** BEGIN **

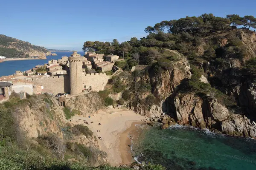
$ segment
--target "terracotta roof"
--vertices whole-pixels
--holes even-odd
[[[21,83],[23,83],[25,84],[27,84],[27,85],[33,84],[33,82],[32,82],[30,81],[28,81],[21,80],[21,79],[15,80],[12,82],[12,84],[15,85],[16,84],[20,84]]]
[[[50,67],[49,67],[47,68],[53,68],[54,67],[62,67],[62,66],[61,66],[61,65],[52,65]]]
[[[52,70],[51,71],[49,71],[48,72],[52,73],[54,73],[55,72],[56,72],[56,71],[67,71],[67,70]]]
[[[27,78],[41,78],[41,77],[45,77],[46,76],[45,75],[32,75],[31,76],[28,76],[27,77]]]
[[[104,56],[104,54],[93,54],[91,56],[90,56],[89,57],[103,57],[103,56]]]
[[[108,55],[107,56],[106,56],[106,57],[114,57],[114,56],[117,56],[119,57],[118,56],[117,56],[116,55]]]

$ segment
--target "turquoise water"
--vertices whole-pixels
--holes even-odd
[[[27,60],[8,61],[0,62],[0,76],[8,76],[12,74],[16,70],[21,71],[26,71],[35,67],[35,65],[42,65],[44,63],[48,63],[49,60],[54,59],[58,60],[61,58],[63,56],[70,56],[72,52],[55,52],[58,56],[47,56],[46,60]],[[78,53],[84,55],[83,51],[79,51]]]
[[[256,140],[175,125],[148,127],[132,150],[139,162],[168,170],[256,170]]]

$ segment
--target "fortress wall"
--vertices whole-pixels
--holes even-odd
[[[97,73],[83,74],[82,78],[83,87],[89,88],[91,86],[92,90],[99,91],[104,90],[111,76],[107,76],[105,73]]]
[[[31,80],[35,85],[44,86],[44,91],[55,95],[58,93],[69,93],[70,78],[68,76],[49,77],[48,78]]]

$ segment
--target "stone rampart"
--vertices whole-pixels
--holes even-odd
[[[83,74],[81,73],[82,84],[79,88],[83,89],[90,88],[99,91],[104,90],[108,79],[111,76],[105,73]],[[42,79],[31,79],[35,85],[44,87],[44,91],[47,91],[55,95],[59,93],[70,93],[70,77],[68,75],[53,76]],[[80,93],[81,93],[80,92]]]
[[[84,74],[82,77],[83,87],[89,88],[91,86],[93,91],[103,90],[110,77],[105,73]]]
[[[54,95],[59,93],[69,93],[70,91],[70,78],[68,75],[33,79],[31,81],[36,85],[43,86],[44,91],[50,92]]]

** END **

Write out the lines of every item again, switching "whole-pixels" to "half-pixels" wherever it appears and leaving everything else unchanged. Omit the pictures from your answer.

**RESULT OF THIS TASK:**
$ segment
--target "terracotta roof"
--vertices half-pixels
--holes even-odd
[[[21,83],[23,83],[25,84],[27,84],[27,85],[33,84],[33,82],[32,82],[30,81],[28,81],[21,80],[21,79],[15,80],[12,82],[12,84],[15,85],[16,84],[20,84]]]
[[[50,67],[49,67],[47,68],[53,68],[54,67],[62,67],[62,66],[61,66],[61,65],[52,65]]]
[[[52,70],[51,71],[49,71],[48,72],[52,73],[54,73],[55,72],[56,72],[56,71],[67,71],[67,70]]]
[[[27,78],[41,78],[41,77],[45,77],[46,76],[45,75],[32,75],[31,76],[28,76],[27,77]]]
[[[104,56],[104,54],[93,54],[91,56],[90,56],[89,57],[103,57],[103,56]]]
[[[108,55],[107,56],[106,56],[106,57],[114,57],[114,56],[117,56],[119,57],[118,56],[117,56],[116,55]]]

$ segment
--target "turquoise water"
--vertices half-pixels
--holes even-odd
[[[27,60],[8,61],[0,62],[0,76],[8,76],[12,74],[16,70],[21,71],[26,71],[35,67],[35,65],[42,65],[44,63],[48,63],[49,60],[54,59],[58,60],[61,58],[63,56],[70,56],[72,52],[55,52],[58,56],[47,56],[46,60]],[[78,53],[84,55],[83,51],[79,51]]]
[[[256,140],[175,125],[148,127],[132,150],[139,162],[168,170],[256,170]]]

$ segment
--target "fortress wall"
--vertices half-pixels
--holes even-odd
[[[97,73],[83,74],[82,78],[83,87],[89,88],[91,86],[92,90],[99,91],[104,90],[111,76],[107,76],[105,73]]]
[[[31,80],[35,85],[44,86],[44,91],[55,95],[58,93],[69,93],[70,78],[68,76],[49,77],[48,78]]]

$ segment
--target "stone rampart"
--vertices half-pixels
--holes even-odd
[[[83,74],[81,73],[82,84],[79,88],[83,89],[90,88],[99,91],[104,90],[108,79],[111,76],[105,73]],[[42,79],[31,79],[35,85],[44,87],[44,91],[47,91],[55,95],[59,93],[70,93],[70,77],[68,75],[53,76]],[[80,93],[81,93],[80,92]]]
[[[84,74],[82,77],[83,87],[89,88],[91,86],[93,91],[103,90],[110,77],[105,73]]]
[[[54,95],[59,93],[69,93],[70,91],[70,78],[68,75],[33,79],[31,81],[36,85],[43,86],[44,91],[50,92]]]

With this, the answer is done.